[Records for the exercise start]

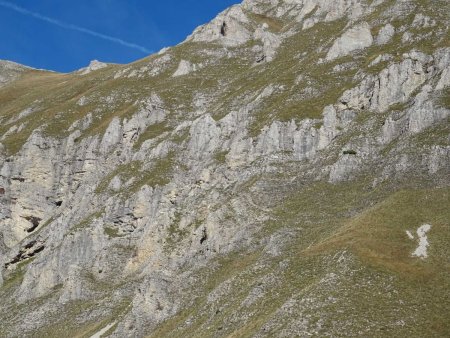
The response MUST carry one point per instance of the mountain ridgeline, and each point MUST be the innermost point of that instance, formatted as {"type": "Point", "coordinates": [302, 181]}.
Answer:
{"type": "Point", "coordinates": [283, 172]}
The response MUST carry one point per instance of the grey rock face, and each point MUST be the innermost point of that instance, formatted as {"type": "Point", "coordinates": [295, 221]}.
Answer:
{"type": "Point", "coordinates": [385, 35]}
{"type": "Point", "coordinates": [356, 38]}
{"type": "Point", "coordinates": [171, 192]}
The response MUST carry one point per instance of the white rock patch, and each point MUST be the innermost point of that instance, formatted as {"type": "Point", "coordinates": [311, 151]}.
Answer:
{"type": "Point", "coordinates": [103, 331]}
{"type": "Point", "coordinates": [410, 235]}
{"type": "Point", "coordinates": [421, 250]}
{"type": "Point", "coordinates": [356, 38]}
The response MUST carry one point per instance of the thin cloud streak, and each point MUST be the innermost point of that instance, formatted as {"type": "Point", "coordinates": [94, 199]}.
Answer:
{"type": "Point", "coordinates": [70, 26]}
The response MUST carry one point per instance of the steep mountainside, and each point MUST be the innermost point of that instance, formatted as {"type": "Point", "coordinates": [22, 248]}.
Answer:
{"type": "Point", "coordinates": [283, 172]}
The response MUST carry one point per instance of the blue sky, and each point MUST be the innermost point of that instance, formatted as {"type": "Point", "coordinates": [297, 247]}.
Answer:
{"type": "Point", "coordinates": [64, 35]}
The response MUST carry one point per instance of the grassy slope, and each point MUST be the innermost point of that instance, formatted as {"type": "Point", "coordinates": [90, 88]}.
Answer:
{"type": "Point", "coordinates": [385, 284]}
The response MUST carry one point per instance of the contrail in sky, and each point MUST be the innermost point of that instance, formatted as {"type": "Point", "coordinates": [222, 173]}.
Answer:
{"type": "Point", "coordinates": [65, 25]}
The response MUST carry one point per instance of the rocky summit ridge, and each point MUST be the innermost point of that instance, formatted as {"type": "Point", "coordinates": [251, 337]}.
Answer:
{"type": "Point", "coordinates": [283, 172]}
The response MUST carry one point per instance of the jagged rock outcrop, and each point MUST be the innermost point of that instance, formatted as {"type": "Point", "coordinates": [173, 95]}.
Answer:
{"type": "Point", "coordinates": [249, 181]}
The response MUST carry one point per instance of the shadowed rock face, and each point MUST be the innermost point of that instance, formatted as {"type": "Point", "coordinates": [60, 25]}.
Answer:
{"type": "Point", "coordinates": [256, 180]}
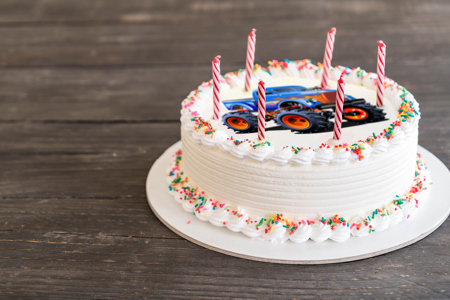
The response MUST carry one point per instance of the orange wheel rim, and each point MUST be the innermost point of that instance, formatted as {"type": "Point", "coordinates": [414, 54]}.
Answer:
{"type": "Point", "coordinates": [355, 113]}
{"type": "Point", "coordinates": [295, 121]}
{"type": "Point", "coordinates": [237, 123]}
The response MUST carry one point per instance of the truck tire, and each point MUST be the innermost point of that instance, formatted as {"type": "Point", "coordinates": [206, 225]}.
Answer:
{"type": "Point", "coordinates": [363, 113]}
{"type": "Point", "coordinates": [303, 121]}
{"type": "Point", "coordinates": [241, 121]}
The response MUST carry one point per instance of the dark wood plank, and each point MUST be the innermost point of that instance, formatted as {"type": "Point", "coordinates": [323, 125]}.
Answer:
{"type": "Point", "coordinates": [90, 94]}
{"type": "Point", "coordinates": [154, 93]}
{"type": "Point", "coordinates": [207, 12]}
{"type": "Point", "coordinates": [136, 44]}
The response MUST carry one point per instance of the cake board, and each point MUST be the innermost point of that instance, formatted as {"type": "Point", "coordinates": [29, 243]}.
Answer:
{"type": "Point", "coordinates": [428, 218]}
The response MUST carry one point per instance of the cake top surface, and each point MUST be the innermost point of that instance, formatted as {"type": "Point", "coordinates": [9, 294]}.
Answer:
{"type": "Point", "coordinates": [400, 110]}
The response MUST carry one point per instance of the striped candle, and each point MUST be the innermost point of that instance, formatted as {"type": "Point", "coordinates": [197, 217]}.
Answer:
{"type": "Point", "coordinates": [327, 59]}
{"type": "Point", "coordinates": [380, 72]}
{"type": "Point", "coordinates": [216, 87]}
{"type": "Point", "coordinates": [250, 59]}
{"type": "Point", "coordinates": [339, 108]}
{"type": "Point", "coordinates": [261, 111]}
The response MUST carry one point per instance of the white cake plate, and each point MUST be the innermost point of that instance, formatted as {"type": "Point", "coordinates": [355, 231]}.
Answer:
{"type": "Point", "coordinates": [429, 217]}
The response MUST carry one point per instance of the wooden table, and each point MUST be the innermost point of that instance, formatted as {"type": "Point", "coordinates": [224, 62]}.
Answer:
{"type": "Point", "coordinates": [90, 96]}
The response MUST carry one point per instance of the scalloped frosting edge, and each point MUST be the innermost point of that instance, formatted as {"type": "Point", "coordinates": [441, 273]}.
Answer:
{"type": "Point", "coordinates": [278, 229]}
{"type": "Point", "coordinates": [204, 132]}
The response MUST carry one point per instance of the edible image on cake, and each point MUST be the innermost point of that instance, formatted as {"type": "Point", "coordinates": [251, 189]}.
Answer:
{"type": "Point", "coordinates": [299, 109]}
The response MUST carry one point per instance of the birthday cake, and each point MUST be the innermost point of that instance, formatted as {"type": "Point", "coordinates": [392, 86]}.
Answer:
{"type": "Point", "coordinates": [299, 183]}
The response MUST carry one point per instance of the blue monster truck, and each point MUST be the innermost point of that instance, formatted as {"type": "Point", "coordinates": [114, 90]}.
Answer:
{"type": "Point", "coordinates": [299, 109]}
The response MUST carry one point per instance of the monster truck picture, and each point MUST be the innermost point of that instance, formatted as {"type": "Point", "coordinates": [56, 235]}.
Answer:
{"type": "Point", "coordinates": [299, 109]}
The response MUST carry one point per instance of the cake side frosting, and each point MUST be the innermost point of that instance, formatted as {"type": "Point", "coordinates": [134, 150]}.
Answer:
{"type": "Point", "coordinates": [306, 183]}
{"type": "Point", "coordinates": [278, 228]}
{"type": "Point", "coordinates": [198, 106]}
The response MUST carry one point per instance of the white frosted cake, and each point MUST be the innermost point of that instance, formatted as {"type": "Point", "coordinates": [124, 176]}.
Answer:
{"type": "Point", "coordinates": [300, 184]}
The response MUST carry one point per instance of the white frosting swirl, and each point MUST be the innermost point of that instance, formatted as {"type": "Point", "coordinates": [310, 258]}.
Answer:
{"type": "Point", "coordinates": [323, 155]}
{"type": "Point", "coordinates": [303, 157]}
{"type": "Point", "coordinates": [379, 145]}
{"type": "Point", "coordinates": [251, 230]}
{"type": "Point", "coordinates": [320, 231]}
{"type": "Point", "coordinates": [302, 233]}
{"type": "Point", "coordinates": [281, 157]}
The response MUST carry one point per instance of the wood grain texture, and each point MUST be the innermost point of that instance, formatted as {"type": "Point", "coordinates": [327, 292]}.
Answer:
{"type": "Point", "coordinates": [90, 94]}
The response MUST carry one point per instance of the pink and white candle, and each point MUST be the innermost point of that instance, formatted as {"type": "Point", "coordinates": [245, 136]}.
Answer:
{"type": "Point", "coordinates": [327, 59]}
{"type": "Point", "coordinates": [261, 111]}
{"type": "Point", "coordinates": [339, 108]}
{"type": "Point", "coordinates": [216, 87]}
{"type": "Point", "coordinates": [250, 59]}
{"type": "Point", "coordinates": [380, 72]}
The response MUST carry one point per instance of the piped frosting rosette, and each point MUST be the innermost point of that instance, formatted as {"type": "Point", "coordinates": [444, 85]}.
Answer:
{"type": "Point", "coordinates": [278, 229]}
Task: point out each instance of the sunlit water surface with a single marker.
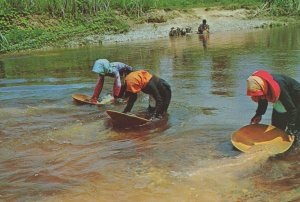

[Records for the exercise end]

▸ **What you have to do**
State how many lines of the records contain the string "monster". Reply with the count only.

▸ **Exercise result**
2